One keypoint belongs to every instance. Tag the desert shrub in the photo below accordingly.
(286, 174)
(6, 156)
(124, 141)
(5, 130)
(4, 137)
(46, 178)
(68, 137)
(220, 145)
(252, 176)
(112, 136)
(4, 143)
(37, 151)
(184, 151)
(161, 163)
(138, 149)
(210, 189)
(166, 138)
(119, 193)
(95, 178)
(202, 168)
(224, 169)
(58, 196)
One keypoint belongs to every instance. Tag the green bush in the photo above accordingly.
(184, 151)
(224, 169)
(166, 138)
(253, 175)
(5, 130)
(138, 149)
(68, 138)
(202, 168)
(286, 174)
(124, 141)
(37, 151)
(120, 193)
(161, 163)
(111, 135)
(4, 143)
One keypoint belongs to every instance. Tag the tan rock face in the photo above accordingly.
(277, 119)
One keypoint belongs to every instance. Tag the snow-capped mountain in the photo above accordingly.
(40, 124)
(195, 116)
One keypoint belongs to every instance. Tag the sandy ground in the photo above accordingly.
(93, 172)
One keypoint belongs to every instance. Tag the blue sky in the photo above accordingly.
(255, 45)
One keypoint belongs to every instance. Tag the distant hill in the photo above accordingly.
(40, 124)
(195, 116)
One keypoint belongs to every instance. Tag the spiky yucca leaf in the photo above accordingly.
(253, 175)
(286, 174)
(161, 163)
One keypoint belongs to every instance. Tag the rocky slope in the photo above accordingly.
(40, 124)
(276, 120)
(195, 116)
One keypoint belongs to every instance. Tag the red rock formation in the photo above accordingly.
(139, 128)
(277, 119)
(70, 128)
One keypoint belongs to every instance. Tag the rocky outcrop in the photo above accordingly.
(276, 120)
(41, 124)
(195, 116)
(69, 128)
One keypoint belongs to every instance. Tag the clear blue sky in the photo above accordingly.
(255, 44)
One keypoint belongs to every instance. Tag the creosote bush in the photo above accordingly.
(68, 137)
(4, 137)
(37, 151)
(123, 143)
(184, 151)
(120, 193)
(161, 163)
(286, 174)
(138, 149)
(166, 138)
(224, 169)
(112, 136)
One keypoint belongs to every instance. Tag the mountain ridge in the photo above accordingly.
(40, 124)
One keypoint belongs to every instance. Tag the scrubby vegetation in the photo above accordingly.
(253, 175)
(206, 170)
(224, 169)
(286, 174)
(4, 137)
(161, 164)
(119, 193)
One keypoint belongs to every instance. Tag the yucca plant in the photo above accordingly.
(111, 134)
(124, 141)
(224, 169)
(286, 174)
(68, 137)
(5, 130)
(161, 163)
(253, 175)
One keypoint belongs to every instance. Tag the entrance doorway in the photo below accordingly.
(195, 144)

## What is required
Repeat all of the records above, swapping "keypoint" for "marker" everywhere it occurs and leaving everything else unchanged.

## Answer in full
One marker belongs to every instance. Tag the desert shrub in the photo below accordingly.
(286, 174)
(6, 156)
(124, 141)
(5, 130)
(4, 137)
(46, 178)
(68, 137)
(220, 145)
(252, 176)
(112, 136)
(4, 143)
(37, 151)
(184, 151)
(161, 163)
(138, 149)
(210, 189)
(166, 138)
(119, 193)
(95, 178)
(202, 168)
(224, 169)
(58, 196)
One marker belongs to every instance. Tag the green bush in the photo above accordingly.
(184, 151)
(224, 169)
(166, 138)
(253, 175)
(5, 130)
(138, 149)
(68, 138)
(202, 168)
(286, 174)
(124, 141)
(37, 151)
(120, 193)
(161, 163)
(111, 135)
(4, 143)
One marker belongs to every instance. Tag the tan rock face in the photo above accordingly.
(277, 119)
One marker belongs to every instance. Tag the snow-capped mountain in the photo above accordingly.
(40, 124)
(195, 116)
One marker belongs to every instance. Tag the sandy ground in the photo above accordingly.
(93, 172)
One marker belongs to every instance. Tag the blue sky in the photo above accordingly.
(255, 45)
One marker belongs to every instance. Tag the distant hill in the photo above accordingly.
(40, 124)
(195, 116)
One marker belongs to every instance. Tag the spiky yucca leaf in the photo above accordingly.
(253, 175)
(286, 174)
(161, 163)
One marker belongs to every instance. Tag the rocky slope in the photo above accordingly.
(40, 124)
(276, 120)
(195, 116)
One marker belongs to every instance. Tag the red rock formation in the photo above accordingly.
(139, 128)
(277, 119)
(70, 128)
One marker belongs to every instance. Tag the rocky outcrop in the photo above accordingly.
(276, 120)
(41, 124)
(195, 116)
(69, 128)
One marker belongs to every instance. Tag the clear blue sky in the photo above accordingly.
(255, 44)
One marker belongs to every instance. Tag the creosote bush in the photo above accordingly.
(68, 137)
(4, 137)
(37, 151)
(123, 143)
(184, 151)
(120, 193)
(161, 163)
(286, 174)
(138, 149)
(166, 138)
(224, 169)
(112, 136)
One marker belongs to every instance. Tag the mountain ridge in the photo above accordingly.
(40, 124)
One marker belongs to every instance. Tag the scrubby vegetation in the photo above accordingly.
(253, 175)
(206, 170)
(224, 169)
(286, 174)
(4, 137)
(161, 164)
(119, 193)
One marker belongs to every instance. Tag the yucca plant in the photo above accordingly.
(111, 134)
(124, 141)
(224, 169)
(286, 174)
(68, 137)
(5, 130)
(161, 163)
(253, 175)
One marker belongs to every instance. Tag the entrance doorway in the photo below accordingly.
(195, 144)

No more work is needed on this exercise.